PASSAGE:
======
By the time the door in this room was opened, the fighting had generally subsided. The army announced over loudspeakers that any civilian still in hiding could come out without fear of being killed. Many of the civilians who emerged were killed. Some eyewitnesses testify that soldiers raped the women before killing them.
The day of the 7th was spent mopping up at the Golden Temple. The bodies of Bhindrawale and his co-conspirators were found and the operation was declared a massive success. Their bodies as well as those of other militants and civilians were cremated en masse, and the remains were never returned to their families.
In the aftermath, the government published a white paper detailing the events of Operation Bluestar. The paper is reviewed by Cynthia Keppley Mahmood, an anthropologist who studied the events surrounding the attack in her 1997 book:
In the White Paper published by the government of India after Operation BlueStar, militant and nonmilitant casualties are (apallingly) lumped under the category “civilian/terrorist,” and are listed at 493. Tully and Jacob note that this figure leaves 1,600 people unaccounted for, based on a relatively conservative estimation of the numbers of people at the Golden Temple Complex at the time. Citizens for Democracy, a respected Indian civil liberties group headed by the distinguished jurist V. M. Tarkunde, sent an investigative team to Punjab and came out with its own response to the White Paper, Report to the Nation: Oppression in Punjab. Though Citizens for Democracy rejects the high claims of six or seven thousand casualties put forward by various Sikh eyewitnesses, it notes that the mounds of dead bodies on the parikrama in the wake of Operation Blue Star and the truckload after truckload of bodies brought out of the Golden Temple Complex, observed by many people, point to a much higher casualty figure than the one claimed by the government. Estimating that about ten thousand pilgrims were at the complex during Operation Blue Star, Citizens for Democracy notes that the actual number of alleged terrorists at the site was quite small relative to the number of innocent worshipers. “It was indeed a mass massacre mostly of innocents,” their report states.
Most disturbing about the reports that started coming out of Punjab in response to the government’s White Paper were those that portrayed the army as committing direct atrocities against unarmed people. Brahma Chellany, an Associated Press correspondent who managed to remain in Amritsar after all the other journalists were escorted out, records the shooting in cold blood of Sikhs who had been taken prisoner, their hands tied behind their backs with their turbans. (He was later charged with sedition.)
======
REQUIRED TASK: Transcribe word for word the portion of the Operation Bluestar passage that begins with the words "By the time" and ends after "to their families.".

SUPPLIED ENTRIES:
======
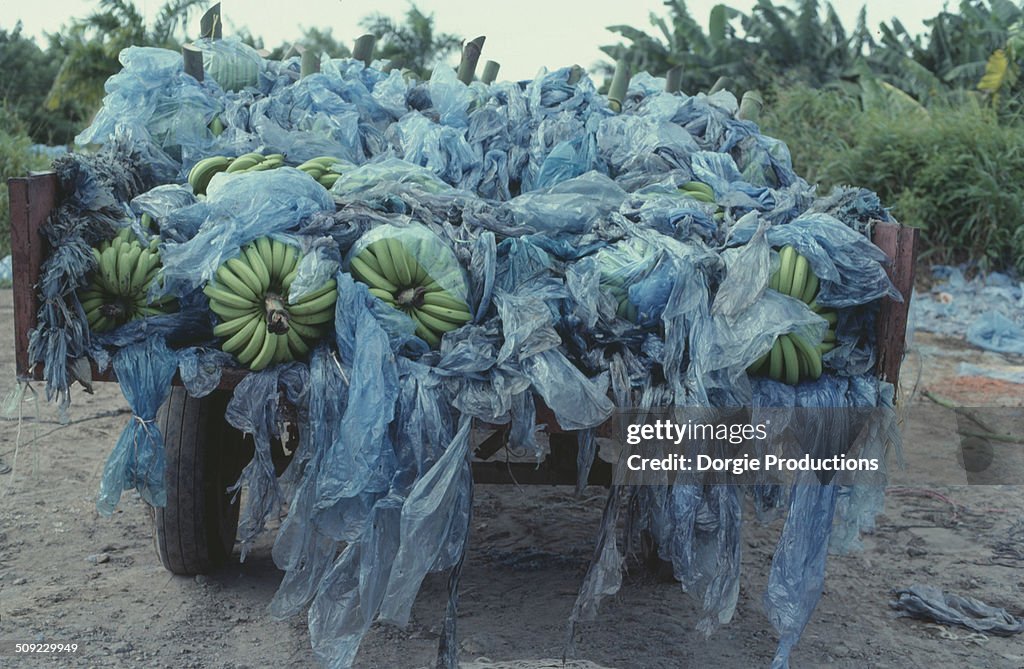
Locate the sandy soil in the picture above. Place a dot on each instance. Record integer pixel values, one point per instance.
======
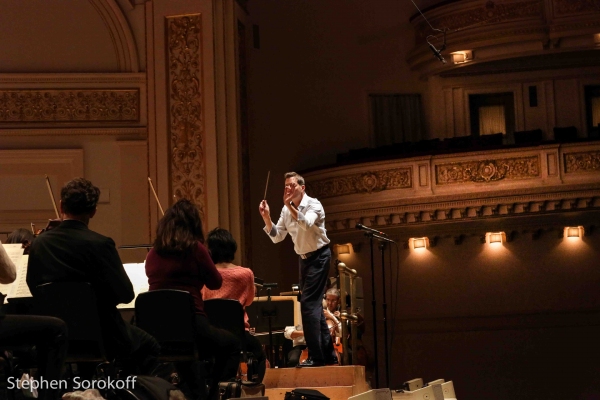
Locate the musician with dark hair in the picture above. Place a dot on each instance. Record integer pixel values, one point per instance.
======
SOLVED EXERCISE:
By the time the door in this room was opened, the fighting had generally subsided. The army announced over loudspeakers that any civilian still in hiding could come out without fear of being killed. Many of the civilians who emerged were killed. Some eyewitnesses testify that soldiers raped the women before killing them.
The day of the 7th was spent mopping up at the Golden Temple. The bodies of Bhindrawale and his co-conspirators were found and the operation was declared a massive success. Their bodies as well as those of other militants and civilians were cremated en masse, and the remains were never returned to their families.